Lines of data:
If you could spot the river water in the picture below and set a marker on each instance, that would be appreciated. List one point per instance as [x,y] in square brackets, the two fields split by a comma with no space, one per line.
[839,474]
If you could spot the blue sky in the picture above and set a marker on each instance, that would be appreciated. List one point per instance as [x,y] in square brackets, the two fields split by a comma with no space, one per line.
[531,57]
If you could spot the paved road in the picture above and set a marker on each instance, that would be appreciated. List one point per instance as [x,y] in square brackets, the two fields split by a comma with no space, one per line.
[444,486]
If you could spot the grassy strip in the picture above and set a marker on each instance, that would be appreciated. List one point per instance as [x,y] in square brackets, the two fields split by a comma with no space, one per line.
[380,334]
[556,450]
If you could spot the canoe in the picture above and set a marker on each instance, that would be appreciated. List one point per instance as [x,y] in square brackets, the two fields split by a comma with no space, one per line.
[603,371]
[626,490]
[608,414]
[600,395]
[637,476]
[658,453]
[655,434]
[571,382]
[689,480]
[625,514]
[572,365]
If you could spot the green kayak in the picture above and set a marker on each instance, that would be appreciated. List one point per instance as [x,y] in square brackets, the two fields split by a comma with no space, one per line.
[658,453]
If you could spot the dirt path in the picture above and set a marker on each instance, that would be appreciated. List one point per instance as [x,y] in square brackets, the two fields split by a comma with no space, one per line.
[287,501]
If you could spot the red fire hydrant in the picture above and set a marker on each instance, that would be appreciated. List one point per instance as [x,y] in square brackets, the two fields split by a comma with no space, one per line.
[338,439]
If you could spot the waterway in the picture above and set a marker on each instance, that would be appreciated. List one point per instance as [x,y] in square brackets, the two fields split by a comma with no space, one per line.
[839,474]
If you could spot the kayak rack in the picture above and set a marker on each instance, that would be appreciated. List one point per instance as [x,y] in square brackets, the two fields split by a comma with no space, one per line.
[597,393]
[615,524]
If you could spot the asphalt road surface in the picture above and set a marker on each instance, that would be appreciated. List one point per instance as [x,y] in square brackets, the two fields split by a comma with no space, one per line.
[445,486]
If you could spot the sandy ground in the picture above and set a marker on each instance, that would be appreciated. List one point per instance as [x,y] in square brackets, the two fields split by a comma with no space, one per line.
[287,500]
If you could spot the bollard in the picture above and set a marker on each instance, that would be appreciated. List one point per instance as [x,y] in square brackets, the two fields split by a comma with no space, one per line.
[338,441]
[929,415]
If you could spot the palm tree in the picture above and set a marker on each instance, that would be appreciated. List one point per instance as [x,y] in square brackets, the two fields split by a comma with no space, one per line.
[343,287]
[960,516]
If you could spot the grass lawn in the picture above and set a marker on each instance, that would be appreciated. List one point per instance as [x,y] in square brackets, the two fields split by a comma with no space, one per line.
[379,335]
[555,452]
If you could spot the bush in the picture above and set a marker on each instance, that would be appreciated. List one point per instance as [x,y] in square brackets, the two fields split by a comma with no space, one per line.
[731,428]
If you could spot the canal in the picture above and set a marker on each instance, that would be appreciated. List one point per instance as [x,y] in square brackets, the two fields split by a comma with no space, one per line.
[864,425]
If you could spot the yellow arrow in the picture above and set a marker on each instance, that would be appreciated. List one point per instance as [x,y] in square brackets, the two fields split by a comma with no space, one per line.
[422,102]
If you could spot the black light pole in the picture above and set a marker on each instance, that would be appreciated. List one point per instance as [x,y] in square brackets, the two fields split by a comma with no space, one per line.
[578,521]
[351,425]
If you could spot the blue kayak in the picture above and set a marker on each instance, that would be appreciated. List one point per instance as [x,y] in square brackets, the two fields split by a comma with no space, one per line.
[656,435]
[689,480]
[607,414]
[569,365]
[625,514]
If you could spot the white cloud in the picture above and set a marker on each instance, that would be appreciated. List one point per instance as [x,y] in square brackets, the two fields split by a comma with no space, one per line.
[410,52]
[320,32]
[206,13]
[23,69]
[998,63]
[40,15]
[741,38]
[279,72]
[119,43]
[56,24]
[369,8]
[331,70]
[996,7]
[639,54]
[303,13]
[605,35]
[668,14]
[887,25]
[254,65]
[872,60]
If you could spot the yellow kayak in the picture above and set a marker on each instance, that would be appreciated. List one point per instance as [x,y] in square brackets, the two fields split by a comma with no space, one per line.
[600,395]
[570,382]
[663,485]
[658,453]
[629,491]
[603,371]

§ SET TASK: Type out the material again exactly as presented.

§ FINAL ANSWER:
If you could spot the river water in the picture below and set a marker on each instance, that would be appreciated. List one point per instance as [x,y] in square brackets, the two fields split by a comma with no space, one per line.
[839,474]
If you could spot the blue sky in the picture above and set a marker on each instance, that would be appreciated. List one point per instance as [x,y] in square brackets, the two fields split by a comma with no space, one per line.
[531,57]
If you could spot the paved road in the picture above and set a marker on each instance, that would be appreciated. List one point per instance as [x,y] in square brackets, the two fields split by a comma with no space, one per line.
[444,486]
If you could spot the grassy strip in the picture above and set a marker on each instance, that would be appreciated. List one point per instance as [x,y] in square brackets, the two fields split by a comma with no space, one per line.
[380,334]
[556,450]
If you could spot the canoe in the picture above and set a marker on each instance, that would be appreciated. List one point per instance as [x,y] in square brackets, the two fields split by a comma with no space, one per line.
[603,371]
[626,490]
[608,414]
[600,395]
[637,476]
[658,453]
[655,434]
[571,382]
[689,480]
[625,514]
[572,365]
If you could spot the green kayak in the picture above and set a marker on each instance, that would be appreciated. List one point per instance as [x,y] in square brackets, the two fields split by a comma with no space, one per line.
[658,453]
If you could spot the dirt path in the picture above and set a marker on each instance, that would be appreciated. List one point per instance as [x,y] in square brackets, the two fields split by a comma with no space, one per line.
[287,501]
If you could spot the red fire hydrant in the picture above and set a marker on each instance, that would be appreciated. List one point per instance as [x,y] in square brackets, the two fields split by a comma with no space, one per line.
[338,439]
If you could spot the waterway in the picture above and set a marker on each instance, that would be appreciated. List one point per instance as [x,y] in square brackets, the two fields split by a comma with no space, one per line.
[839,474]
If you could spot the kayak rack in the picture above and set a marker on each instance, that would be appreciated. List one point per instance as [x,y] in square brackets, the two fields split by a comma with no space, one per line.
[597,393]
[615,524]
If you could spot the asphalt road surface in the picture above and set a marker on each instance, that would be appreciated. List one point per instance as [x,y] in square brackets, the two fields split by a comma with no space, one per line.
[445,486]
If you could spot the sandy ground in the picture above and set a marker on each instance, that would be appreciated. List one point per instance as [x,y] in square brackets, the two fields split by a comma with no space, one per line.
[287,500]
If you could spot the bollard in the picture above and set a marker on each instance, that would be appreciated. List one point per instance as [x,y] in square brackets, the two fields split by a comma with no space, one per line.
[338,441]
[929,415]
If you could spot the palm tree in the picture above and set a marker on each instance, that would be appreciated. List one point per instance as [x,y] in square brackets, the two fields split by a comma with no space, one per line.
[343,287]
[960,516]
If you could spot the grass lawn in the picture above and set a marker on each instance, that would be appreciated. List one point per instance as [x,y] in square brackets, the two fields split by a comma with no space, one per line.
[379,335]
[555,452]
If you could spot the bush in the picture above and set a marker on each instance, that would be appreciated. List one point per instance as [x,y] in square brackets, the two fields split by a comma with no space, one per line.
[731,428]
If you could spot the canal in the picture above and set a marker on each instance, that would be appreciated. List one point per instance as [x,y] in square brackets, the two fields split by a comma with no space, one per line.
[864,425]
If you could spot the yellow arrow in the picture above and set a marker on each instance, that would be appreciated. List one point per instance as [x,y] in square brackets, the two fields split by a comma with no space, one per line.
[422,102]
If you could spot the black light pole in the picture above and set a marker on each instance, that would be appreciated. List one point per instance as [x,y] in square brackets, the two fields split by a comma with no space, one per line.
[578,521]
[351,425]
If you could spot the blue kayak in the picture above and set a marker on each instance, that would be appreciated. List one point per instance as [x,y] in square brackets, the two fields split by a comma with no space, one per line.
[656,435]
[689,480]
[607,414]
[569,365]
[625,514]
If you could spot the white cloud in the picture above and set a marker on each instance, that would be appreciated. List one point per instance as [x,y] in square brackets, the two fields split by a comma with no space, one per line.
[410,52]
[320,32]
[206,13]
[23,69]
[998,63]
[40,15]
[741,38]
[279,72]
[119,43]
[56,24]
[369,8]
[331,70]
[996,7]
[639,54]
[303,13]
[605,35]
[668,14]
[887,25]
[254,65]
[872,60]
If you could spot the yellow kayak in the picture above and set a marker on each instance, that would be appreciated. List one point per instance as [x,y] in square brackets, the two fields split by a comma with no space, one per line.
[600,395]
[570,382]
[663,485]
[658,453]
[629,491]
[603,371]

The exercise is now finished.